* Exercise aim *
Every line from the one with "TARGET: napoli flag" through the end of the records below should be restated word for word, and nothing outside that span.

* Provided records *
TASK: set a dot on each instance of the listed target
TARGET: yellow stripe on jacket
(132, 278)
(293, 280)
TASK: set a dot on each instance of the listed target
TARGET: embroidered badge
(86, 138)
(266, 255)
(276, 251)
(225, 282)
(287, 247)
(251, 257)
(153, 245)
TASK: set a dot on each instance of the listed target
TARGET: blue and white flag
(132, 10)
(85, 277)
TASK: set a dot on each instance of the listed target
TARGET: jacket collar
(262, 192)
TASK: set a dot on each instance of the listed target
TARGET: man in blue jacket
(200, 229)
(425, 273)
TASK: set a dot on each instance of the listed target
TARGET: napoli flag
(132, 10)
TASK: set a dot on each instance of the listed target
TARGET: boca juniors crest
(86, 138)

* Exercise response *
TARGET: napoli flag
(132, 10)
TASK: set a dot on each instance of the listed target
TARGET: boca juniors crest
(86, 138)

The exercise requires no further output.